Study questions:
1: According to the Matanzas travel account, what share of the people now returning to Cuban churches are newcomers?
2: Summarize the Matanzas travel account in two sentences.
3: Write what comes next in the Matanzas travel account, continuing from its final sentence.

=== Passage ===

Even though it was not a cozy night by any means, the show was outstanding, and given the cold, more impressive. It ran about two hours and thank the Lordy that the dinner included two bottles of rum. Alan and I went through one during the show – trying to stay warm. Only partially successful.
So then back to the chilly room and some nod. Dreamed of a heat wave, but no such luck. Viernes was just as chilly. After breakfast, we went into Matanzas to visit the Pharmaceutical Museum, a one of a kind experience. Located right off the main plaza in Matanzas, it is located in the home of two doctors from the 1800’s. It has been maintained in wonderful condition and features all the instruments and equipment used by the doctors to create and treat patients. It also contains the prescriptions and formulas they used for treatment, many all natural. Today, pharmacy and medical students from all over the world come to study the prescriptions and formulas. Incredibe!
We leave and go to Matanzas Seminary, the only ecumenical seminary in Cuba. It was established in 1946 and sits right in the neighborhood, on a hill with an incredible view of Matanzas city and harbor I took some video and photos too. We meet with Daniel Montoya, professor of practical theology, who gives us the history of the seminary, including how it has adapted theologies as necessary with the various changes in Cuban life. He says Cuban people are coming back to the churches now, with over 80% being newcomers. He feels this reflects the change that is happening in Cuban society. We then go out and see the incredible view.
From here we go to a park high above Matanzas for lunch, which also has great views but it is cold and breezy. We eat at Café Monseratte and it takes them over 2 hours to feed all of us. Of course the café is open air so... After lunch, we head to Vigia, a publisher of books that are all handmade. It was established in 1985 in response to the poor quality of publications done by the Cuban government. The poor quality refers to the actual product, not the content. All the books at Vigia are real special as each is individually designed and the handmade. The handmade version is then printed in limited editions. I buy a book on Cuban musician Jose White. Vigia is located in the section where Matanzas was originally founded, on a site where the San Juan river flows into the bay. Matanzas now has a population of around 80,000.
After this we head back to the resort for some down time, then back into Matanzas for dinner at a restaurant which is right around the corner from Vigia.
Sabado comes with a slight increase in temperature but still chilly. Today we head out at 9am to Jovellanos and Jaguey Grande, two smaller towns in the province. Alan’s purpose is to give us some experiences outside of the city of Matanzas. In Jovellanos, we visit a small studio that exhibits some sculpture of a local artist. We also visit a bookstore where we find a four-volume edition on Cuban music history that Alan buys. He knows the author and is excited about the purchase. Later we learn that the books are out of print. I buy a couple of cds for the incredible price of .50 each. Then back into the bus to Jaguey Grande. As we drive through the countryside, Edolso gives us important commentary on what we see, ranging from orange and mango groves to secondary schools for agriculture to an type of bush that has invaded much of Cuba and is destroying farm land. It seems that the bush is so strong, it is damn near impossible to eradicate it. We also see soldiers going through maneuvers. We drive though small towns where the streets are busy with families out as it is Sabado. It is important to note that pedestrians do not have the right of way at all in Cuba. Cars, buses, motorcycles and trucks rule so those walking have to be very aware.

=== Data records ===

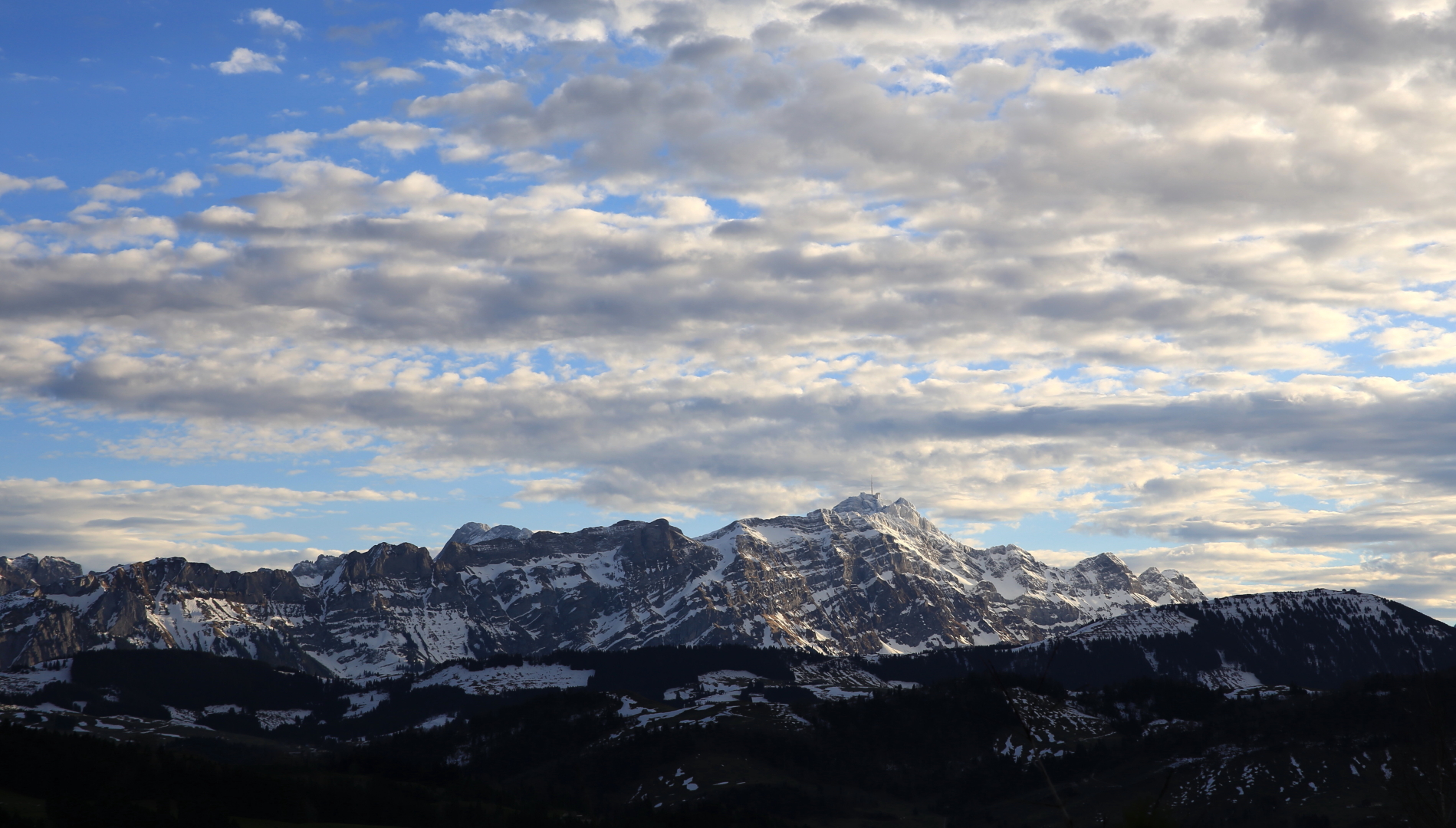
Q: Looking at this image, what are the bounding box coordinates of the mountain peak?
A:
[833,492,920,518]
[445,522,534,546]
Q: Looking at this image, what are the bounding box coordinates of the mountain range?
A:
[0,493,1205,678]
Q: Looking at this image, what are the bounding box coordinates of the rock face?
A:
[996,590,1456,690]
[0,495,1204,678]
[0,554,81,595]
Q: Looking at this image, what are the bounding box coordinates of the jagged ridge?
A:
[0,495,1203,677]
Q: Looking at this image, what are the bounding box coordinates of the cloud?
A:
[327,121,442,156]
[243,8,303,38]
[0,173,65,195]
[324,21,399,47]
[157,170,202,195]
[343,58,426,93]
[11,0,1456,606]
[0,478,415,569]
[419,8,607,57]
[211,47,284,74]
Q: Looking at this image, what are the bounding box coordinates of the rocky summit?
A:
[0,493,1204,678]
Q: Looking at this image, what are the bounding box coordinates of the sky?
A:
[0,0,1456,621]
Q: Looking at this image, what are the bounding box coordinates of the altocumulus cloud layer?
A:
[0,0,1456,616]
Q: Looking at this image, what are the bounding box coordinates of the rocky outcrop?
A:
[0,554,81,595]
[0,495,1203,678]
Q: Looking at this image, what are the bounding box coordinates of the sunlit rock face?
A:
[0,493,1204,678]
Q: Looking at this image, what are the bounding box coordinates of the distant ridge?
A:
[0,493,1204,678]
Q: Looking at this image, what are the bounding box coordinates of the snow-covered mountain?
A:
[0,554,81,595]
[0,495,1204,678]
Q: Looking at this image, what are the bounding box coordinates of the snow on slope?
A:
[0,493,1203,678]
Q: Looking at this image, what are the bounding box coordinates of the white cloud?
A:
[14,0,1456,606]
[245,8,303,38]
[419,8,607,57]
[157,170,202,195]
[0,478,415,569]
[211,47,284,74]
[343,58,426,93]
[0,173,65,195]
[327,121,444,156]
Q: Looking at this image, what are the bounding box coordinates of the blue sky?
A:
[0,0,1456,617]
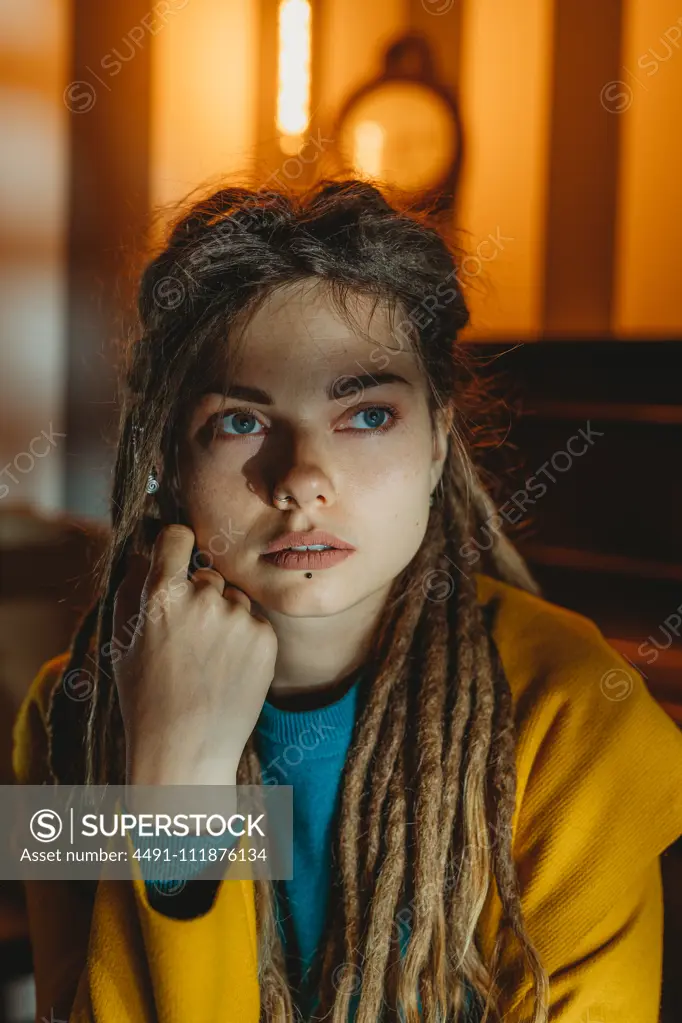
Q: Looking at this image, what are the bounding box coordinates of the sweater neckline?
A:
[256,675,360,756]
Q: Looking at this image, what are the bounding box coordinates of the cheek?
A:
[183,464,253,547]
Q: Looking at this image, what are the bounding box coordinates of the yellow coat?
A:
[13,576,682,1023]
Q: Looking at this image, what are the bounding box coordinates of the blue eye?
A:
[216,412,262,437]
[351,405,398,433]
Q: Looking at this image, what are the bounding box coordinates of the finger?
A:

===

Exercise results:
1: Over 80%.

2: After a cold night at an outdoor show, the group visits the Pharmaceutical Museum, Matanzas Seminary, a hilltop park café, and Vigia, a publisher of handmade books, all in Matanzas. The next day they ride out to the smaller towns of Jovellanos and Jaguey Grande, stopping at an artist's studio and a bookstore while Edolso comments on the countryside along the way.

3:
We arrive at Jaguey Grande around 11:30. This is a small town that played a central role in the revolution. Our guides are Humberto, local historian and Abel Gonzalez Fagundo, award winning poet. Both are residents of Jaguey Grande. We learn that Fidel used this town as a base for troops, supplies and treatment of wounded soldiers. The town is proud of its history in la revolucion. There is a beautiful square with statues of Marti, Maceo and one of mothers who gave their lives and their children to the revolution. We also learn that the town took a major blow from a hurricane in the early 1990’s and is still recovering.
There is a medical school here also with students from Pakistan and China. After the history lesson, we dine at local restaurant and then students find a local place where we get pastels (cake) that is delicious. They buy a whole one for consumption later on. We then go a walking tour that includes visit to Children’s Library that has been recognized by UNICEF. We see los ninos y ninas using the library. From there we move around town, seeing new projects to replace water pipes and a visit to the small church. We wrap up with a visit to a local wine maker, where I purchase some wine made from the fruit of the cashew tree.
Then back to the bus for the return trip and dinner at in Matanzas. There is an option to go dancing after dinner but Alan and I opt out. My back is tired – mattresses aint great – and I need to do some reading. Find out later that some of the students went dancing to the wee hours at a club that is located right across the road in the Tropicana.
We leave Sunday morning and head for Varadero, the famous beach and resort community. Since I was here quince anos ago, it has really been developed with over 50 hotels now. We spend 5 hours here, but too cold for me to go swimming. Alan and I sit on the beach and enjoy the sound of the ocean. It warms up by noon – into high 60’s maybe. We put on sun screen for protection and I actually brown up a little.
We leave at 3pm and head back to Havana where we arrive around 5.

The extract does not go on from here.